Your answer must be the exact lines below, starting with the line with "Where can you find the tree canopy?" and going on through the line with "Target: palm frond", both included, with no pictures.

## [Natural language region descriptions]
:::

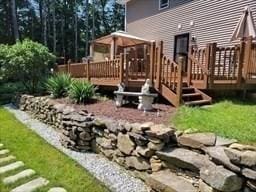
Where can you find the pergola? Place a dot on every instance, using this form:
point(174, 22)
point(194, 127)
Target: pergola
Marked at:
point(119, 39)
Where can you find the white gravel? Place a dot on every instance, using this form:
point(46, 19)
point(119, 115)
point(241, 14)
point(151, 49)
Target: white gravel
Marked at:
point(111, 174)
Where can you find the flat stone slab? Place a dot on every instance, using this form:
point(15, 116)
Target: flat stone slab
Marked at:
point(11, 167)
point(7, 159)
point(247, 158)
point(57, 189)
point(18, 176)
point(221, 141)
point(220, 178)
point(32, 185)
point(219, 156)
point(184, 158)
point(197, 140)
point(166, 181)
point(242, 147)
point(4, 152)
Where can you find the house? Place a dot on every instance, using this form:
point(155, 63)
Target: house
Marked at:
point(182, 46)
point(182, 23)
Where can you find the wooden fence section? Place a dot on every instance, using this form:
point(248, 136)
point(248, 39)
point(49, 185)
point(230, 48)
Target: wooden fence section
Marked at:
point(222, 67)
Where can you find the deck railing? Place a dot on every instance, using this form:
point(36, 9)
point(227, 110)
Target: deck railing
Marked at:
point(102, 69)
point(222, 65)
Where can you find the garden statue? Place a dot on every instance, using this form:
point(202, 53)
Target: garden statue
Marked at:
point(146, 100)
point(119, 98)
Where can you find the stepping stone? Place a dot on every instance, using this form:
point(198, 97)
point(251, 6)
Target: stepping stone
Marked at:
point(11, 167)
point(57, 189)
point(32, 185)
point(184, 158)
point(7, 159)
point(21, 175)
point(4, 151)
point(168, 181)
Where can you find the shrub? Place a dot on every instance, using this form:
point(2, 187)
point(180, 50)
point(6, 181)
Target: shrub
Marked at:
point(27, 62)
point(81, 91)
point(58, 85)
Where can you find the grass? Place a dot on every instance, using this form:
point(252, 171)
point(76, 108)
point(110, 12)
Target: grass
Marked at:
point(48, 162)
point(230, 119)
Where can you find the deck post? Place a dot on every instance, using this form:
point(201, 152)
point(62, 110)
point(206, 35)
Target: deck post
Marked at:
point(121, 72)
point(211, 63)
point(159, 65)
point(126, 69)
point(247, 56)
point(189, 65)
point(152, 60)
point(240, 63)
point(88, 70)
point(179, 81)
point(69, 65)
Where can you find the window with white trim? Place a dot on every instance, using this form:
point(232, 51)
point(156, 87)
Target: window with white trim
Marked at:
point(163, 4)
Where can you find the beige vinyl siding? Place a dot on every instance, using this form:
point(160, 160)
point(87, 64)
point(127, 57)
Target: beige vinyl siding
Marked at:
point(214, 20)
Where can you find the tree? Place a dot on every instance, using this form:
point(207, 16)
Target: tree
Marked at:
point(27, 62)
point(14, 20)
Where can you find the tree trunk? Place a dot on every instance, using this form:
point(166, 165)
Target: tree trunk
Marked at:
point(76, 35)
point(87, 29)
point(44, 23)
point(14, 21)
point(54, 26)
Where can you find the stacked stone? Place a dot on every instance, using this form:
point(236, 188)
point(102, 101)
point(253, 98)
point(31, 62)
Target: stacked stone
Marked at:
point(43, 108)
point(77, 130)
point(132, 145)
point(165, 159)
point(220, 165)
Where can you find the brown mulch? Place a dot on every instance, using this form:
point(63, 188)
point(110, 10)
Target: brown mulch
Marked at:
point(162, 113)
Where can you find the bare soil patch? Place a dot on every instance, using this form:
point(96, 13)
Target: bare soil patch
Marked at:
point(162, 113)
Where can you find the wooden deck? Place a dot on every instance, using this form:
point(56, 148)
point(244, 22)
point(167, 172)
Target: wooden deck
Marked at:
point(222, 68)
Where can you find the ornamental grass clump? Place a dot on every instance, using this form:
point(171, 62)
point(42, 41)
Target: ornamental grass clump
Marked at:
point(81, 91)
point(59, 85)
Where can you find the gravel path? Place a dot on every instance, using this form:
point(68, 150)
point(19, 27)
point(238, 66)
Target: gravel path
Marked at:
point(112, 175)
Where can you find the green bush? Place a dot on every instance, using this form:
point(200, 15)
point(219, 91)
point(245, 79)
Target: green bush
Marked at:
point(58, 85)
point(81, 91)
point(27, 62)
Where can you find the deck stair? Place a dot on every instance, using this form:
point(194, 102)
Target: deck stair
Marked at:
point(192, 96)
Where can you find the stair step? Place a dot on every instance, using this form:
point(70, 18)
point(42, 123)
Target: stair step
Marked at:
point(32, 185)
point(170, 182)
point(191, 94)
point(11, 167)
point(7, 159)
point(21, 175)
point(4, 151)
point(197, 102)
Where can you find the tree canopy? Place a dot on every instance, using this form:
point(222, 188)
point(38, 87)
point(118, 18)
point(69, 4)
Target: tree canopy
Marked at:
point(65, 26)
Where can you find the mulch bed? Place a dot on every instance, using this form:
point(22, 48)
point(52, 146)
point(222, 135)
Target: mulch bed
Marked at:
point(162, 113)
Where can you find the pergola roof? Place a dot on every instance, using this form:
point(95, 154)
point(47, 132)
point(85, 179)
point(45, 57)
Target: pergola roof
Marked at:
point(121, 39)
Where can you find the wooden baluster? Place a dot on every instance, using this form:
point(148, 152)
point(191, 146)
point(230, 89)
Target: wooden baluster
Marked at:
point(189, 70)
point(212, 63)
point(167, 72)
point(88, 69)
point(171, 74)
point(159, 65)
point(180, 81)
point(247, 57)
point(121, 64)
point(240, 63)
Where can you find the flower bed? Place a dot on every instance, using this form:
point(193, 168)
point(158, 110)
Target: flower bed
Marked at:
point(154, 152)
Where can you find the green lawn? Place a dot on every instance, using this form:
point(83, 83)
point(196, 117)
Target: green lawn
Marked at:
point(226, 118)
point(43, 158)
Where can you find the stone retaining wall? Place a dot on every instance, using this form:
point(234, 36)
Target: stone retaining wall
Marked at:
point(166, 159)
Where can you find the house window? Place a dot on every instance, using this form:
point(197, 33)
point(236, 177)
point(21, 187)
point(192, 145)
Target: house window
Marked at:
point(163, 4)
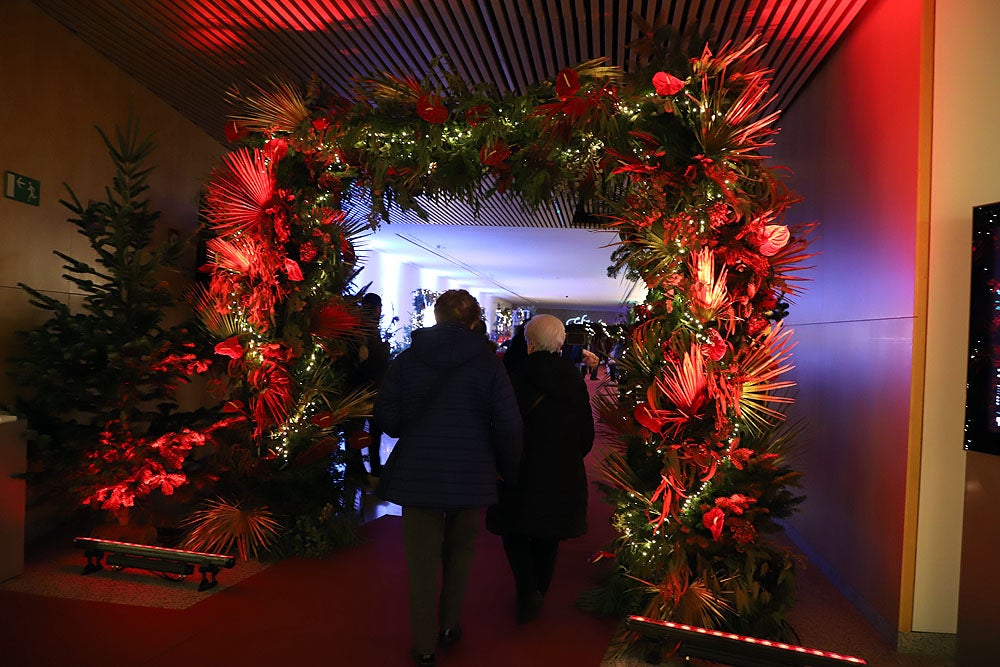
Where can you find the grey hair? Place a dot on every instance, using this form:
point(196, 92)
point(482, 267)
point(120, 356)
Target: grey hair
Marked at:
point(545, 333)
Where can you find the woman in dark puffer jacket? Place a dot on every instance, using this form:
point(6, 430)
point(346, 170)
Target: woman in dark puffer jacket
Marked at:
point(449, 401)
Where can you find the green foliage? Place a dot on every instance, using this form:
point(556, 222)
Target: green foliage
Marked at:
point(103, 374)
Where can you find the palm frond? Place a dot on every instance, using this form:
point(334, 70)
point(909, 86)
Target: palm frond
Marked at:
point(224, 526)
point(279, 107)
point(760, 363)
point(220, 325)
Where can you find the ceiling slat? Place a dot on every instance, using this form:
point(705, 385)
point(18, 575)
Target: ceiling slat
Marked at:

:::

## [Answer to the exercise]
Where can you find the tree canopy? Place a dot on every instance, using this form:
point(222, 188)
point(38, 87)
point(118, 18)
point(69, 4)
Target: tree canopy
Marked at:
point(65, 26)
Where can you find the mulch bed? Place a dot on every instance, using this form:
point(22, 48)
point(52, 146)
point(222, 135)
Target: mulch bed
Marked at:
point(162, 113)
Where can you find the pergola roof? Place a dot on every instance, using this form:
point(95, 154)
point(47, 132)
point(85, 179)
point(45, 57)
Target: pergola roof
Marked at:
point(121, 39)
Where can you find the wooden baluster? Place a dot on every instance, using this form:
point(148, 152)
point(191, 146)
point(230, 89)
Target: wooden baluster
Marked at:
point(189, 70)
point(212, 63)
point(167, 72)
point(88, 69)
point(171, 74)
point(159, 65)
point(180, 81)
point(247, 57)
point(121, 64)
point(240, 63)
Where can you find the flower bed? Place a dot on every instance, using this form:
point(193, 168)
point(158, 110)
Target: flower bed
Marked at:
point(154, 152)
Where can you find the green lawn? Place a dot on every instance, using this form:
point(83, 83)
point(196, 117)
Target: green lawn
Marked at:
point(226, 118)
point(43, 158)
Where can you find the stone retaining wall? Place a dot on every instance, using this form:
point(234, 36)
Target: stone retaining wall
Marked at:
point(166, 159)
Where can you find the house window? Place a dot on every instance, using this form:
point(197, 33)
point(236, 177)
point(21, 187)
point(192, 145)
Target: house window
Marked at:
point(163, 4)
Where can you find the grey hair? Place a dot on every instance, using this form:
point(196, 92)
point(482, 267)
point(120, 356)
Target: grey hair
Marked at:
point(545, 333)
Where can you find the woman in dark puffer jacket? Place a dot on every instance, using this form:
point(6, 430)
point(346, 170)
Target: woman in dark puffer jacket
Marked at:
point(449, 401)
Where can you find the green foliage? Place a dot on every instance, using this form:
point(556, 222)
Target: green foliage
Marked at:
point(103, 374)
Where can you find the palm frond? Place a dot on every instance, using this form:
point(334, 70)
point(909, 86)
Target: palm frond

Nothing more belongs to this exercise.